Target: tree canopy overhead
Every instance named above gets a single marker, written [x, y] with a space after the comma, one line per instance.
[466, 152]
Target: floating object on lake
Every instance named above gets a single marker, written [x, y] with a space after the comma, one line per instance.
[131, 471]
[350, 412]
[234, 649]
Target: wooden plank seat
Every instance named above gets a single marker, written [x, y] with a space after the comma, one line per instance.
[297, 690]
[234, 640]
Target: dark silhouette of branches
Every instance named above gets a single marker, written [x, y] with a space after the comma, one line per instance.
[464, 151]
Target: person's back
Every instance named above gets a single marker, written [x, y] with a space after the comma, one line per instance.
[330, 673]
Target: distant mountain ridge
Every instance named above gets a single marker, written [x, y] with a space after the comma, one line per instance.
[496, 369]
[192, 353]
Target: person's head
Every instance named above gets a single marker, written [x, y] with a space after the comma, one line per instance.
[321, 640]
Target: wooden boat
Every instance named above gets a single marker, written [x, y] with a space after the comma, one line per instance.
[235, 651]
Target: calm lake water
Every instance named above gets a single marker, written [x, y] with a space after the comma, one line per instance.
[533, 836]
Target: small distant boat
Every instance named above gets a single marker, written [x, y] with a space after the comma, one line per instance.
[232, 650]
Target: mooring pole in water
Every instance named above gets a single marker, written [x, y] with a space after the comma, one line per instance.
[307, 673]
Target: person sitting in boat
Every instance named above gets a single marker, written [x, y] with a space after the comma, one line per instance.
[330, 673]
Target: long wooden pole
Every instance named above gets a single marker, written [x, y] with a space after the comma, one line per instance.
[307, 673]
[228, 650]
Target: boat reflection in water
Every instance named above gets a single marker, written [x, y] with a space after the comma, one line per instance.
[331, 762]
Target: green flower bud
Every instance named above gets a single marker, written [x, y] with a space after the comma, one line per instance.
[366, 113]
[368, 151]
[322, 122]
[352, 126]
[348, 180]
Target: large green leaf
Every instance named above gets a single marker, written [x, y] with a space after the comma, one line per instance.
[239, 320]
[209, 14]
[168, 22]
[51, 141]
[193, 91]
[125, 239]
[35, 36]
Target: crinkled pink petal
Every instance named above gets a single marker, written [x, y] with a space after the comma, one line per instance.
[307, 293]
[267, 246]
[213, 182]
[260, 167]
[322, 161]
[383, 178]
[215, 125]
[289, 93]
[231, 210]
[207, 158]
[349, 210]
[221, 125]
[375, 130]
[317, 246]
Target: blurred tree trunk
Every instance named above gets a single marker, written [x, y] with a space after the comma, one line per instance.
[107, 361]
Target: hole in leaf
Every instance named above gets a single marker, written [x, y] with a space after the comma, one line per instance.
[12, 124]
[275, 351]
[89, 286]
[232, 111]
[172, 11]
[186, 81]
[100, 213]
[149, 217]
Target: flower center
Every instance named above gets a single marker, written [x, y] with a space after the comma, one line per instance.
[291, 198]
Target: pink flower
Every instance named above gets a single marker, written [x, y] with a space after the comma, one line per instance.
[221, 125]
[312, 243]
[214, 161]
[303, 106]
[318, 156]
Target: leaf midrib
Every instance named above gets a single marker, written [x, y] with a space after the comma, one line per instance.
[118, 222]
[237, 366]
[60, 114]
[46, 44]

**********

> _STATED TASK_
Rewrite all of the lines above, changing every "Target" to "Object" and leaving everything else the same.

> _SOLUTION TO THIS PROBLEM_
Object: tree canopy overhead
Every instance named above gets a single marker, written [x, y] with a space after the comma, one line per instance.
[466, 152]
Object: floating object on lake
Every instance named above gets a single marker, written [x, y] with a space after the comma, one line per instance.
[131, 471]
[350, 412]
[234, 649]
Object: wooden plank seat
Every instance named above gets a single marker, written [x, y] with a space after the comma, one line per instance.
[297, 690]
[234, 640]
Object: dark silhouette of branches
Every instance named above gets a single marker, written [x, y] with a space after the comma, one line per instance.
[464, 151]
Object: person's back
Every instance named above gets a single marker, written [x, y] with a space after the comma, one line per instance.
[330, 673]
Object: distant mountain ridge
Every instance named above gets a single marker, written [x, y] with a space after the comma, one line per instance.
[496, 369]
[192, 353]
Object: person's head
Every instance named above gets a single marker, written [x, y] with a space after the comma, one line per instance.
[321, 640]
Object: wooden boat
Every instance named above gets a single marker, written [x, y] with a space after the comma, one line per instance.
[235, 651]
Object: calm lake water
Every instance named above gets a single marker, written [x, y] with a space after the comma, one line per instance.
[533, 836]
Object: small distant boat
Every instance named above gets a single marker, written [x, y] with a space after the comma, one line per instance.
[232, 650]
Object: mooring pole in water
Every instance named above gets a single marker, written [x, y] with a space after the comma, one line per instance.
[307, 673]
Object: person sitting in boat
Every instance named above gets a single marker, written [x, y] with a space after the comma, one line per instance.
[330, 673]
Object: long wooden pole
Every instance named above gets a single marker, written [x, y] with a space after the comma, one line per instance.
[307, 673]
[228, 650]
Object: boat reflection in water
Every instance named above gets a single marker, written [x, y] with a space after the comma, one line per instance.
[331, 762]
Object: green flower bud
Every instance named above gets a single marker, written [x, y] with a space after the comma, one line per instance.
[366, 113]
[368, 151]
[322, 122]
[352, 126]
[348, 180]
Object: large green leaf
Every instance named above gets a single marker, written [x, y] with a space after the comma, one line per instance.
[239, 320]
[209, 14]
[168, 22]
[51, 141]
[193, 91]
[125, 239]
[35, 36]
Object: crinkled pink petal
Every instance named above gets a single marker, written [x, y] with a space after the comma, one line per instance.
[307, 293]
[267, 246]
[213, 182]
[260, 167]
[322, 161]
[383, 178]
[215, 125]
[289, 93]
[231, 210]
[207, 158]
[349, 210]
[221, 125]
[375, 130]
[317, 246]
Object: blurred tree trunk
Every instance named above gets a single marker, written [x, y] with a space after the comma, one line per instance.
[107, 361]
Object: hole in leaf
Every instance named above gets a single marker, written [x, y] with a space after the comma, one line per instance.
[12, 124]
[275, 351]
[89, 286]
[232, 111]
[172, 11]
[186, 81]
[100, 213]
[149, 217]
Object: flower center
Every instance named above gets a single marker, written [x, y] with a space after the comma, one line per instance.
[291, 198]
Object: pink flower
Every instance named above gets a single marker, written [x, y] with a space after the comma, one line per instance.
[221, 125]
[312, 243]
[214, 161]
[303, 106]
[318, 156]
Object: leaf midrib
Every instance named above gets a single marker, written [x, y] with a space after the comma, one line per instance.
[118, 222]
[237, 366]
[60, 114]
[46, 44]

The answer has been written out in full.